WHAT THE EXERCISE ASKS
Reproduce exactly the stretch of lines running from the line with "point: soil pile" to the end of the entries below.
================
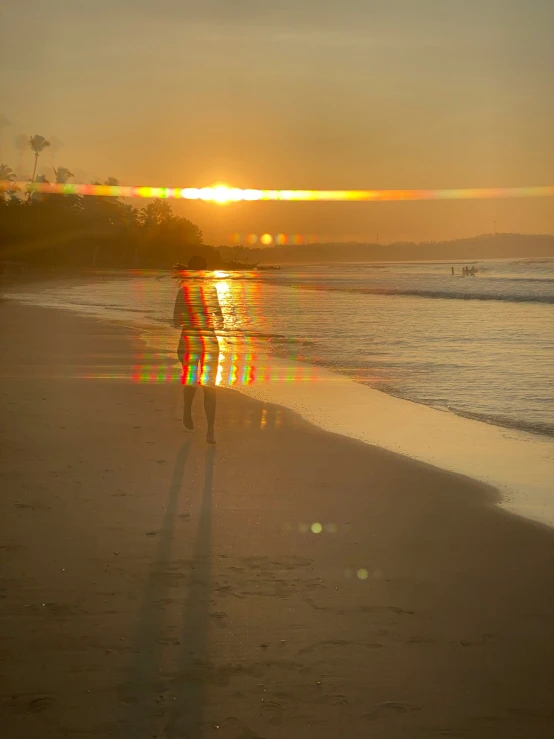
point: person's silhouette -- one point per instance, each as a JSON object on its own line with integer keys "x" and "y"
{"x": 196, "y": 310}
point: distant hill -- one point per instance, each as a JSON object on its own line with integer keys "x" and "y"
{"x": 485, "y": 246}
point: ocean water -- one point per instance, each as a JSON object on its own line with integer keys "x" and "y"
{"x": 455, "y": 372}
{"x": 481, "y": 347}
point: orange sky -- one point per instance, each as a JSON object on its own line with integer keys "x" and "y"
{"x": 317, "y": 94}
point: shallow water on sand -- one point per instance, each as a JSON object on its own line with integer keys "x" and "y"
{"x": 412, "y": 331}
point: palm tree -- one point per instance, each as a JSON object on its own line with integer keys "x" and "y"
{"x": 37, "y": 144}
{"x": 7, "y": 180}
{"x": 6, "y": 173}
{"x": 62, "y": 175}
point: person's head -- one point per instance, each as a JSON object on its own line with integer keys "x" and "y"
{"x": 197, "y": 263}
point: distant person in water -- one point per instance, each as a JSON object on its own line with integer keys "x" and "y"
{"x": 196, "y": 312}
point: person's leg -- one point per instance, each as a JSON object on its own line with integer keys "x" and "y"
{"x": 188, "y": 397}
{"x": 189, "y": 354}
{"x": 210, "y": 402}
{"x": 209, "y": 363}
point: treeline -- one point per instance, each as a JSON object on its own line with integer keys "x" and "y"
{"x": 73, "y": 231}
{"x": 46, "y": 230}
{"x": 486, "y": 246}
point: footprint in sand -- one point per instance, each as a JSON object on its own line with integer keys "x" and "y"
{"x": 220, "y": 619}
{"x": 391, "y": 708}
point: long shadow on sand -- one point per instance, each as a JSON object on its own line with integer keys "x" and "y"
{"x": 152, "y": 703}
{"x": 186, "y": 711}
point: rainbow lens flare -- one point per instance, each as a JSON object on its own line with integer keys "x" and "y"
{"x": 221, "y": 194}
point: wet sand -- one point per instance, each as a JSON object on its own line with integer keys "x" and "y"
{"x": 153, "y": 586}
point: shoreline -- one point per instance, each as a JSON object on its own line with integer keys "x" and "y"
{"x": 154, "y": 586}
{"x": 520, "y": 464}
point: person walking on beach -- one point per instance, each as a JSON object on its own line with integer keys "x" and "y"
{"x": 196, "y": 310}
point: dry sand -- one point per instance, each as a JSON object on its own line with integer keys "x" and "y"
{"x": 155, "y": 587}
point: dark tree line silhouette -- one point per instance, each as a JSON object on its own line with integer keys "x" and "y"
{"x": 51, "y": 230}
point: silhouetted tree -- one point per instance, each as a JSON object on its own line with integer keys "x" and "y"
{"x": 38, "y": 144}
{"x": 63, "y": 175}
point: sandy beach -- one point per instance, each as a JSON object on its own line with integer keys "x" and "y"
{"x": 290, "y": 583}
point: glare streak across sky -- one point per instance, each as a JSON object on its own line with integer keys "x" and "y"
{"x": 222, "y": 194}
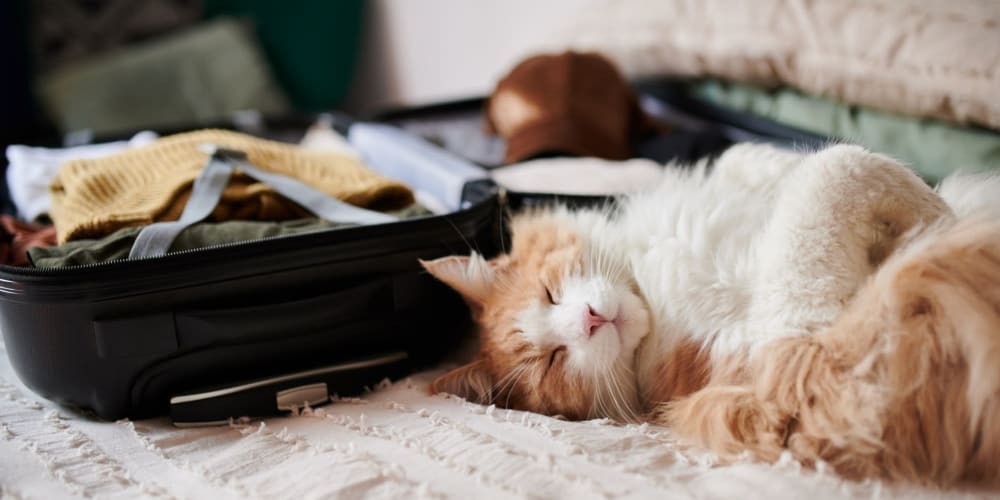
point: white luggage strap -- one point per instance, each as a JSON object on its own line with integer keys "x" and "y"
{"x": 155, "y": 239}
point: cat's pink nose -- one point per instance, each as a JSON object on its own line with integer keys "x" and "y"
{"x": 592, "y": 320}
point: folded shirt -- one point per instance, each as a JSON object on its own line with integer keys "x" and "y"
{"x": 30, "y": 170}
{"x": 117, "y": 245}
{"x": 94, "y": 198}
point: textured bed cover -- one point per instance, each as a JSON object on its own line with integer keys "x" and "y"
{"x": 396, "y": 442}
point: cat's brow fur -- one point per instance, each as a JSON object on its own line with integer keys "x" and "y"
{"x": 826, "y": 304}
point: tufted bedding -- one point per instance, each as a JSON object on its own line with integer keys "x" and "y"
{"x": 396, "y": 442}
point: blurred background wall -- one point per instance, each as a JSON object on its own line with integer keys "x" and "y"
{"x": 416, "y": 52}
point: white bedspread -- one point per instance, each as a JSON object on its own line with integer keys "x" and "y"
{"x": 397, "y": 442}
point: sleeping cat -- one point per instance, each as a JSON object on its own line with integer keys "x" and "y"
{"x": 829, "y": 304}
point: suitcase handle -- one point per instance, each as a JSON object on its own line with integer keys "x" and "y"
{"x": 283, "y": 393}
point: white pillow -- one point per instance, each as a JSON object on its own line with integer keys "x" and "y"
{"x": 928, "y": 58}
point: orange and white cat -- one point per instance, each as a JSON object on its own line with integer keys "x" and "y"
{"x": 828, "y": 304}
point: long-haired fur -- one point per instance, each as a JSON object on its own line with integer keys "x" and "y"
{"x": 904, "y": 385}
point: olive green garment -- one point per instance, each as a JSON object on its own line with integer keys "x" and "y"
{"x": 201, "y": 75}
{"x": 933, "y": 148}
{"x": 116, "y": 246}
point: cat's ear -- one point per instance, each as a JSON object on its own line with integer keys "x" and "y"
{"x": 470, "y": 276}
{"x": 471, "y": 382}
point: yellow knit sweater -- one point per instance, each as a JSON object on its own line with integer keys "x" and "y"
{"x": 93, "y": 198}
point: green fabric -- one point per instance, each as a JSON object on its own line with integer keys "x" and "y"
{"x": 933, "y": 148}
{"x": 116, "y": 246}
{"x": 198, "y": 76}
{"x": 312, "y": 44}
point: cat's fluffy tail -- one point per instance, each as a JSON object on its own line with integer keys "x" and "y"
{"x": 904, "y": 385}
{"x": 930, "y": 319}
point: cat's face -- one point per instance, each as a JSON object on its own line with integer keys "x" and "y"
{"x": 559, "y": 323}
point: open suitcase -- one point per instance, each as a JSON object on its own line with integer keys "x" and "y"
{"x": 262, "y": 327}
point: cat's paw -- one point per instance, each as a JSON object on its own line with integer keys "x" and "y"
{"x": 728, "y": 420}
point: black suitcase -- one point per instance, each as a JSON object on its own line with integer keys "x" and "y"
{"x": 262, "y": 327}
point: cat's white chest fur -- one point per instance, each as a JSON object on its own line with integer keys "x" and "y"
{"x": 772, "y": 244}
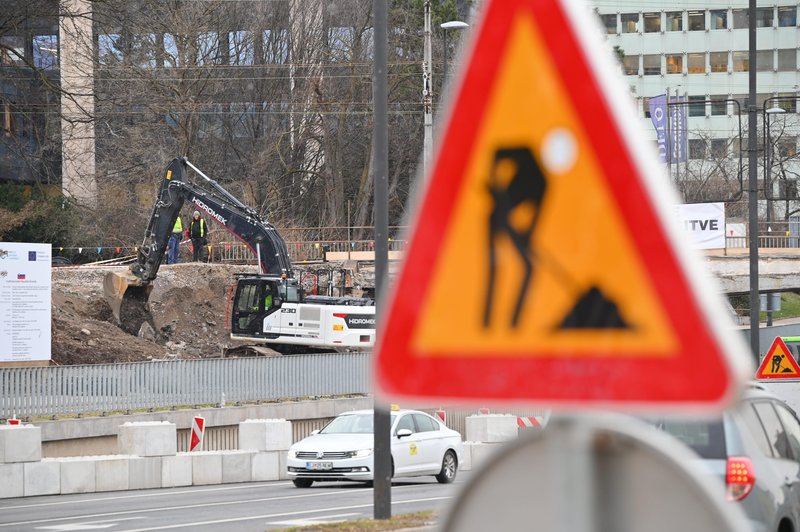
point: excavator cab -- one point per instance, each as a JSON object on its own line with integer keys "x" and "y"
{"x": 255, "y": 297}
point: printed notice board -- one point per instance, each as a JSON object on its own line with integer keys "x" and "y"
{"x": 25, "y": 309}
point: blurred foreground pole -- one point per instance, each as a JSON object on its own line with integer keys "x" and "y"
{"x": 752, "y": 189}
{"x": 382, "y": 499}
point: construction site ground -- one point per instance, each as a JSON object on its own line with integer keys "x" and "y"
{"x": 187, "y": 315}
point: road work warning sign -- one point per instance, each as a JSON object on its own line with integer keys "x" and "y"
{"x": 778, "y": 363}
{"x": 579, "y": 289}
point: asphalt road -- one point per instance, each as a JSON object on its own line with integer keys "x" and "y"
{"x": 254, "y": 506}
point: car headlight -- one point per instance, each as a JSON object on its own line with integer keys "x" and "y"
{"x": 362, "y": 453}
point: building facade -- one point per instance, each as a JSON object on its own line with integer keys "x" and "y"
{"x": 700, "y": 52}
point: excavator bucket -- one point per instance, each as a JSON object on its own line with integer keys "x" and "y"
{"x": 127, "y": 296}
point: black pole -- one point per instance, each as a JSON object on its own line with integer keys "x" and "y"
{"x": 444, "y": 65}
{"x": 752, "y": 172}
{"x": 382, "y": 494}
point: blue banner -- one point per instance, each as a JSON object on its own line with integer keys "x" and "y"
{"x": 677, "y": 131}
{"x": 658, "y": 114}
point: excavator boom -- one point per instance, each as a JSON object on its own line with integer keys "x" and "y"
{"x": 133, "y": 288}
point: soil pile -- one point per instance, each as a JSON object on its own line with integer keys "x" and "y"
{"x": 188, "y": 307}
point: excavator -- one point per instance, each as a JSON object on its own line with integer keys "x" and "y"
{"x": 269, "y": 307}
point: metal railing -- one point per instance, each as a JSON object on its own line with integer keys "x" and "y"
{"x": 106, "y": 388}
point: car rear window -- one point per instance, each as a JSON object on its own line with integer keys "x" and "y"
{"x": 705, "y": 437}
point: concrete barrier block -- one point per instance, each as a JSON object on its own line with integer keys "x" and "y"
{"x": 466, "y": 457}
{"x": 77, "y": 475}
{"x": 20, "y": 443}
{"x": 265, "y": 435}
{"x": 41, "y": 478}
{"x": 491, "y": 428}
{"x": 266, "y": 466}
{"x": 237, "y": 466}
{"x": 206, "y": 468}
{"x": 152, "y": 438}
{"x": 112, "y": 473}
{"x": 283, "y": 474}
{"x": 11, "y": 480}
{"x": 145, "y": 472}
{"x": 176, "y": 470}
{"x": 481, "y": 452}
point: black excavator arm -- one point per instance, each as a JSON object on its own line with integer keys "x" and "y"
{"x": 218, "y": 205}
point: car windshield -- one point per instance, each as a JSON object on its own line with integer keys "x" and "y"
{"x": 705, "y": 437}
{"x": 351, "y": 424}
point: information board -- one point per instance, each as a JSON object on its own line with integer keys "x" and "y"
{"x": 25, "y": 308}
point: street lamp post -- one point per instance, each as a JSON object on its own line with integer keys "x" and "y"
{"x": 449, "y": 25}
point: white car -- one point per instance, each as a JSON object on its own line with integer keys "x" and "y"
================
EXERCISE SOLUTION
point: soil pile -- one point per instance, each as a JSON object on its own line with integer keys "x" and "y"
{"x": 188, "y": 307}
point: excavator -- one point per instance, each as a JSON object on its own line with integer keys "x" and "y"
{"x": 269, "y": 307}
point: metal railing -- one point per instance, each as a JSON object on its own line with integer keys "x" and "y"
{"x": 106, "y": 388}
point: car rear window -- one point per instance, each as a JSON object on its own line with integer keys "x" and "y"
{"x": 705, "y": 437}
point: concrete barrier block -- one point per instance, each as a JSON object on its own line with integer keys "x" and "y"
{"x": 466, "y": 457}
{"x": 77, "y": 475}
{"x": 20, "y": 443}
{"x": 265, "y": 435}
{"x": 41, "y": 478}
{"x": 491, "y": 428}
{"x": 266, "y": 466}
{"x": 237, "y": 466}
{"x": 206, "y": 468}
{"x": 152, "y": 438}
{"x": 112, "y": 473}
{"x": 283, "y": 474}
{"x": 11, "y": 480}
{"x": 145, "y": 472}
{"x": 176, "y": 470}
{"x": 481, "y": 452}
point: black excavator arm -- one point per instance, each as a JSON object on its own line with integer keys "x" and "y"
{"x": 218, "y": 205}
point: car windshield -- one point per instance, each as a JSON object on its own line with integer keys "x" and "y"
{"x": 705, "y": 437}
{"x": 351, "y": 424}
point: information board -- one point per instance, each as a JSON object on its own line with integer keys "x" and "y"
{"x": 25, "y": 308}
point: street lamp post -- one point per instance, each as a JSON object on its own line with integer keys "x" and "y"
{"x": 449, "y": 25}
point: white car -- one point per instance, each as a JSON object on its own line with integer keys "x" and "y"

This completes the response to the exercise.